■ DIRECTION: Count the lines in the entries below that contain the word "Ground". Give only the number.

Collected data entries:
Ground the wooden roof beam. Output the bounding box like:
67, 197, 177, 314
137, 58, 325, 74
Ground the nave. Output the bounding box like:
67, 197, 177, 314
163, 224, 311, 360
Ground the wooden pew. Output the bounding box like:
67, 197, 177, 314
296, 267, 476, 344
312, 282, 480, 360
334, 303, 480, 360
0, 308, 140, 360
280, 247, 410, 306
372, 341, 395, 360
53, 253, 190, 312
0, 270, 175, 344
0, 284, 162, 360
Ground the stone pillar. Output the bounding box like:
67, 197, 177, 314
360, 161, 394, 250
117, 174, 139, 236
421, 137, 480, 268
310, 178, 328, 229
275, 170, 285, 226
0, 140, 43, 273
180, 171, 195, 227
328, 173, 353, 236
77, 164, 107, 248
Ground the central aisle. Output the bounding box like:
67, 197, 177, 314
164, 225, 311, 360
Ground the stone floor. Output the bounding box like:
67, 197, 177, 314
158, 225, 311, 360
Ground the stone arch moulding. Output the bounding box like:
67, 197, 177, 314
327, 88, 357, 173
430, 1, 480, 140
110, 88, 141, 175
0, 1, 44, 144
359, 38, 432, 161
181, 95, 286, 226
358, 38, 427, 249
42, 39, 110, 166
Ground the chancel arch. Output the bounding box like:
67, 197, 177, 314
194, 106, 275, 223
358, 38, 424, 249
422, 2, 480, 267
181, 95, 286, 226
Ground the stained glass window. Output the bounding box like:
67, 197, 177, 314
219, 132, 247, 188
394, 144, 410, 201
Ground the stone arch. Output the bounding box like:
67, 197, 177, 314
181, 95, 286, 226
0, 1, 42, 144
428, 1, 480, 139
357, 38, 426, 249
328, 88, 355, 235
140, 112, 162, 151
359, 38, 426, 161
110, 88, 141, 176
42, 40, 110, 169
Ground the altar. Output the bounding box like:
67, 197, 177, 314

■ RESULT OF THIS TASK: 11